** begin GIVEN DATA **

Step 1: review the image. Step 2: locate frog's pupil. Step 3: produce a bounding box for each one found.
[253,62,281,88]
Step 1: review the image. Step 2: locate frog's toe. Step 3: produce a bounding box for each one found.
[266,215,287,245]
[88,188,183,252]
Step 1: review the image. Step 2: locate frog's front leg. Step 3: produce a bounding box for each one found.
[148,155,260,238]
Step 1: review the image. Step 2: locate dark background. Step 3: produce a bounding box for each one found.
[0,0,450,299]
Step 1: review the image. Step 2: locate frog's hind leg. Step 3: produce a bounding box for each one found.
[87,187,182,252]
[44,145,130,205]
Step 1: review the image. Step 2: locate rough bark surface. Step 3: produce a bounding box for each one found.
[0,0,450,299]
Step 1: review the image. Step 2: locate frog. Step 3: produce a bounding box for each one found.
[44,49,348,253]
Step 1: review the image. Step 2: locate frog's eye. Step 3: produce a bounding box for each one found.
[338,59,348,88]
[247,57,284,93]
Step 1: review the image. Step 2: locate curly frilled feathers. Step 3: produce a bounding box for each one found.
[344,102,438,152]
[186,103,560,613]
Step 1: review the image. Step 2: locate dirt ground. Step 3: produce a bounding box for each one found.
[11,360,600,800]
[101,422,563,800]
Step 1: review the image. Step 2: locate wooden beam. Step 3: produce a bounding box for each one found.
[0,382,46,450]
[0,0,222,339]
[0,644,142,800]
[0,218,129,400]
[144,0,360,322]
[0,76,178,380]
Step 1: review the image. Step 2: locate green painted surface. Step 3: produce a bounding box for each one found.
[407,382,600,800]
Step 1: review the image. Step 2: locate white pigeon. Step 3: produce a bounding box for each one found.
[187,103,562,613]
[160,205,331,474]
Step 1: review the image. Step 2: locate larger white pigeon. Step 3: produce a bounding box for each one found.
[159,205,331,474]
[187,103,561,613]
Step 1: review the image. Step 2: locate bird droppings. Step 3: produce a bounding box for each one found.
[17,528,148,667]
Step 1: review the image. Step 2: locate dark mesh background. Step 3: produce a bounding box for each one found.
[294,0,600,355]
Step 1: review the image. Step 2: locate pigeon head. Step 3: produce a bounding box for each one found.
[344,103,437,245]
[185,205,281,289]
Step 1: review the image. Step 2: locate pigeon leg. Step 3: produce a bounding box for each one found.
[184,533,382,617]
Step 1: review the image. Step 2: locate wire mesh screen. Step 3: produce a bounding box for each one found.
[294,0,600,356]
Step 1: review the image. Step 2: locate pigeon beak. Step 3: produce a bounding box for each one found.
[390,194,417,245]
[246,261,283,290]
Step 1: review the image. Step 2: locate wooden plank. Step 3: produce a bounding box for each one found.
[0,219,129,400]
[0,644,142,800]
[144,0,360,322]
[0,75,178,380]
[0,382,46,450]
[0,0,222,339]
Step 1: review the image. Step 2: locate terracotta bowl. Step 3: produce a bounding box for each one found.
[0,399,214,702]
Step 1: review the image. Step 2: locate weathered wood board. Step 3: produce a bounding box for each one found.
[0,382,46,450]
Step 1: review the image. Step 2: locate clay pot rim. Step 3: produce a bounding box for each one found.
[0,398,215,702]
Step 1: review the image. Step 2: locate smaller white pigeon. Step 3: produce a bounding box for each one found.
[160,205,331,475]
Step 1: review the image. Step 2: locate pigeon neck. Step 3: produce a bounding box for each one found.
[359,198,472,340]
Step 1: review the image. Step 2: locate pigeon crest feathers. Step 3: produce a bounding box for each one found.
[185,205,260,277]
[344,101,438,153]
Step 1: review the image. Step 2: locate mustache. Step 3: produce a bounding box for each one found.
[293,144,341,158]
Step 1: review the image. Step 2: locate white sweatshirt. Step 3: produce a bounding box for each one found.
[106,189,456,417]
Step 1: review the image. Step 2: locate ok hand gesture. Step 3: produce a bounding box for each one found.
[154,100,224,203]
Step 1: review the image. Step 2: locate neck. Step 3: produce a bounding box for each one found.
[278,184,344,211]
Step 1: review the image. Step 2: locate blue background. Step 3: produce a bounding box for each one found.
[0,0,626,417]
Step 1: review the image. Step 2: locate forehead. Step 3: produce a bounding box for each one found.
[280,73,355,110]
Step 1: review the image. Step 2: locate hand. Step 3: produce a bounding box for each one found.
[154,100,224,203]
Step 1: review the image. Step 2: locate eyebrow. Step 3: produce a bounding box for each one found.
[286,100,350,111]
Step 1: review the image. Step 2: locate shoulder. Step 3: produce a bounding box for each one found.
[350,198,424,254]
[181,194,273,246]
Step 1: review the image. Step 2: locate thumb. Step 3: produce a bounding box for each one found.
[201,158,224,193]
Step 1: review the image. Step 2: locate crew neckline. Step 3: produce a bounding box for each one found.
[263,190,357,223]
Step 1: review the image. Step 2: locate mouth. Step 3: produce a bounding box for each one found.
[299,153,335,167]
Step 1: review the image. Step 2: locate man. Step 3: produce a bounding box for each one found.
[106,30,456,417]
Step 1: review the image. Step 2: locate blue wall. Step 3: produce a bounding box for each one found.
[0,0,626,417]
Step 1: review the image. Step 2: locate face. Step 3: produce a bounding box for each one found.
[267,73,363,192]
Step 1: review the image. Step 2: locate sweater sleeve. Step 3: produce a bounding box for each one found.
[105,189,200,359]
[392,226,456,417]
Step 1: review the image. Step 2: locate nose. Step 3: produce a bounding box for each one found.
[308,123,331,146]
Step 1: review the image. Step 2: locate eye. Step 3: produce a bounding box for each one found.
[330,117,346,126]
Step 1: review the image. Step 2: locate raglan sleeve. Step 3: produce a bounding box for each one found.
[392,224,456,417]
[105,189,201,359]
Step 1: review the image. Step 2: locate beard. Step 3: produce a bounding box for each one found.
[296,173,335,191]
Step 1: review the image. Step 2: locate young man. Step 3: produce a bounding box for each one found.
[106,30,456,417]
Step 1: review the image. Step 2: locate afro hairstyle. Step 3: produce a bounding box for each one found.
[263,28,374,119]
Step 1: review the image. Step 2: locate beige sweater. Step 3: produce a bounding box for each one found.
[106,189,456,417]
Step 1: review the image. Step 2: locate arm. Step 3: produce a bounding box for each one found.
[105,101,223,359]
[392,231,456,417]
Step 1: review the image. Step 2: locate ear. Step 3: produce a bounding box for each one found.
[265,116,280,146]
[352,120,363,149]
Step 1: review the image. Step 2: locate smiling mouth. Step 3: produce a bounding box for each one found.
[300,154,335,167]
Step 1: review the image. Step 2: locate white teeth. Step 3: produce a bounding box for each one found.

** end GIVEN DATA **

▶ _TASK STATEMENT_
Rescale the rows between the line holding "Step 1: review the image. Step 2: locate hand." and the line holding "[181,194,273,246]", inclusive, and give them again in full with their requests. Multiply every bounding box coordinate in the answers by 1.5 and round to whole numbers, with halves rounded up.

▶ _SOLUTION TO THIS PROBLEM_
Step 1: review the image. Step 2: locate hand. Step 3: produce a bounding box for each one found.
[231,150,336,305]
Step 1: review the image. Step 2: locate eyebrow. Step 3: produce a bounding box for each one found.
[429,150,525,167]
Step 1: review the image. Step 2: locate shoulder. Step 3: produce a bounding box for each one found.
[525,297,636,381]
[272,291,410,369]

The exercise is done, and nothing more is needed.